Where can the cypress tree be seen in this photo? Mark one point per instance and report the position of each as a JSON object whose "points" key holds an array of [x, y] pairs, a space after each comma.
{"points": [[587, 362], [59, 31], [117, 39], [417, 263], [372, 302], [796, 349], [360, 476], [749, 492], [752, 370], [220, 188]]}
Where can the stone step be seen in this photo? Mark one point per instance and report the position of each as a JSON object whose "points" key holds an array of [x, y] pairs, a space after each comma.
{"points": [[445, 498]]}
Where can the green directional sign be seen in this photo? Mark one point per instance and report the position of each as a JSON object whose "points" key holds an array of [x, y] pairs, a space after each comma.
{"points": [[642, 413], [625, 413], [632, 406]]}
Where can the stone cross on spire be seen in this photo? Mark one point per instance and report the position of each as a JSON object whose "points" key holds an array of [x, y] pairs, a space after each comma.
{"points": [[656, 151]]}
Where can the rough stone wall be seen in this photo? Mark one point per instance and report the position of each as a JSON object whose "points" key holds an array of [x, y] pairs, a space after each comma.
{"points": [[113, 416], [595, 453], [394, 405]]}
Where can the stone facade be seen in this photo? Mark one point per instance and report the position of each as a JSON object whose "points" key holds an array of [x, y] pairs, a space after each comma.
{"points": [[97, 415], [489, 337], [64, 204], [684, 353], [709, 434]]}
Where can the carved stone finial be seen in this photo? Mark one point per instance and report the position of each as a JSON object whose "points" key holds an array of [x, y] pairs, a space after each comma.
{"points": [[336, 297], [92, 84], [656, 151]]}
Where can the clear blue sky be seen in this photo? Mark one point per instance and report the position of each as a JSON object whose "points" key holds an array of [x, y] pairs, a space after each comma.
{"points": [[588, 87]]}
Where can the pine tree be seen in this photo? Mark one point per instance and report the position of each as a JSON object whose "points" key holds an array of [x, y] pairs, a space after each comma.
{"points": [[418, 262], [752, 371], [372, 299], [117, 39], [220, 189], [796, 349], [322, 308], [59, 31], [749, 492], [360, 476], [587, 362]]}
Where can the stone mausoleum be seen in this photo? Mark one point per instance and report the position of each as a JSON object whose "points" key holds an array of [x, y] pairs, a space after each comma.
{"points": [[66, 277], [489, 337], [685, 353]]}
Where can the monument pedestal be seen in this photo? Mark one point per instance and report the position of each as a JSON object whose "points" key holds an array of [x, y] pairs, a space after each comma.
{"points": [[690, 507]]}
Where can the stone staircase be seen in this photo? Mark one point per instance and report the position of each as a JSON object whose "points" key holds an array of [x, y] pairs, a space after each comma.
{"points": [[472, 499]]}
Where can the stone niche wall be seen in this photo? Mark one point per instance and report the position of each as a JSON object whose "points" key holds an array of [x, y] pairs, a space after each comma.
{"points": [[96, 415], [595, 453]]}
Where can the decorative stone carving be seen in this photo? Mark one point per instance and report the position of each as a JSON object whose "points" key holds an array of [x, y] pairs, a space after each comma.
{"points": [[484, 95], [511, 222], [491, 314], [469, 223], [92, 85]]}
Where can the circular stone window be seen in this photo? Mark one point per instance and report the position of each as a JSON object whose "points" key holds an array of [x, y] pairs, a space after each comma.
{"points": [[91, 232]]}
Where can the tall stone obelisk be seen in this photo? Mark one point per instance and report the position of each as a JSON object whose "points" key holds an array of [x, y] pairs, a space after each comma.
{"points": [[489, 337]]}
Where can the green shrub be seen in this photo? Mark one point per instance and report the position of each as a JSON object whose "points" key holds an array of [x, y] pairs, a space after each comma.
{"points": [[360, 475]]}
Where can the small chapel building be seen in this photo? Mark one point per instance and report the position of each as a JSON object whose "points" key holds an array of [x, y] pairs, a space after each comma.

> _Problem_: Print the records above once again, exactly as written.

> _Exercise answer_:
Where can the cypress tree be seen in this photo? Mark one point per instance and report the position of each as a JSON object whose "points" key holds an array of [x, y] pairs, a space after each comma.
{"points": [[587, 362], [59, 31], [117, 39], [417, 263], [372, 302], [796, 349], [360, 476], [749, 492], [752, 370], [220, 188]]}
Where can the stone step be seen in this photo? Mark one point per instance and report the position of each as a JSON object whose "points" key holds an array of [x, y] pairs, a space after each comma.
{"points": [[445, 498]]}
Where can the green directional sign be seen in this photo? Mark one point per instance and report the position of each as a JSON object whose "points" key holds an array of [x, y] pairs, a space after each comma.
{"points": [[642, 413], [625, 413], [632, 406]]}
Where can the stone cross on spire be seen in this photo? Mark one point per instance and report the position of each as a JSON object whose "points" key holds an array of [x, y] pairs, a space after each comma.
{"points": [[656, 151]]}
Where can the rough stone wall be seen in this photo? Mark one point per instance and report the position of each as a JSON object whose "points" key holds an array of [x, y] pairs, a space after each comma.
{"points": [[113, 416], [595, 453], [394, 405]]}
Where can the stone facade be seen in this photo? Mark one point per instance and report the position of each as a JSON object whose "points" key holds an array of [x, y] pairs, a space after each comma.
{"points": [[97, 415], [489, 337], [64, 204], [684, 353], [709, 434]]}
Where can the carved stone finial be seen in this photo? Mark one point per instance and report the position of each as a JSON object whose "points" key holds an array of [x, y] pairs, a space after each comma.
{"points": [[336, 297], [92, 84], [656, 151]]}
Where can the clear blue sky be seen in this photo? Mark one point per instance and report the position of each as a JSON object whose "points" key holds an array of [x, y] pairs, a space after each comma.
{"points": [[588, 87]]}
Where can the pine tree be seen in this photo? Mark one point per instance and report the position of each as a JSON object whose "points" key holds an array of [x, y] pairs, a space after each comma.
{"points": [[418, 262], [752, 371], [372, 299], [117, 39], [220, 189], [796, 349], [322, 308], [59, 31], [749, 492], [360, 476], [587, 362]]}
Where can the stone mausoleum be seen in this photo? Mark one point per instance and report the position of each as a JSON object whose "points" key holds an array of [x, y] pairs, a space after each comma.
{"points": [[66, 277], [489, 337], [685, 353]]}
Where can the monument pedestal be seen in this photo? Mark one point per instance and report the position of each as a JSON object whose "points" key holds an array of [x, y] pairs, a space after each comma.
{"points": [[690, 507]]}
Where can the stone staircase be seen in this photo? Mark one point per instance and report the position of each as a JSON object whose "points" key holds an array of [x, y] pairs, a space after each comma.
{"points": [[472, 499]]}
Where can the stone niche wall be seen in this photo? Mark one point per instance and report the position of each as a JSON object whose "points" key holds an array of [x, y] pairs, a space after each comma.
{"points": [[96, 415], [595, 453]]}
Where can the decorative stone carving be seen in this photo? Mark one point per instance and report the position of each as a JSON object whose "points" key holds an array of [x, y] pairs, a space after each comma.
{"points": [[484, 95], [511, 222], [491, 314], [469, 223], [92, 85]]}
Where can the circular stone window be seen in this photo? Mark one point per instance and report the position of each as a JSON object whose "points" key holds an array of [x, y] pairs, a space after each comma.
{"points": [[91, 232]]}
Where can the tall stone obelisk be seen in this photo? Mark one point per instance and report the position of each as a JSON object whose "points" key holds an array of [x, y] pairs, a space after each comma.
{"points": [[489, 337]]}
Where can the green shrub be seen in this photo? Mark one point per instance and report the position of each as a JSON object whose "points" key holds an array of [x, y] pairs, a space after each comma.
{"points": [[360, 475]]}
Where can the small chapel building be seen in this photo? Mark one point per instance and report the position of each as a JSON object whose "points" key holds an array of [x, y] pairs, a space after each comma.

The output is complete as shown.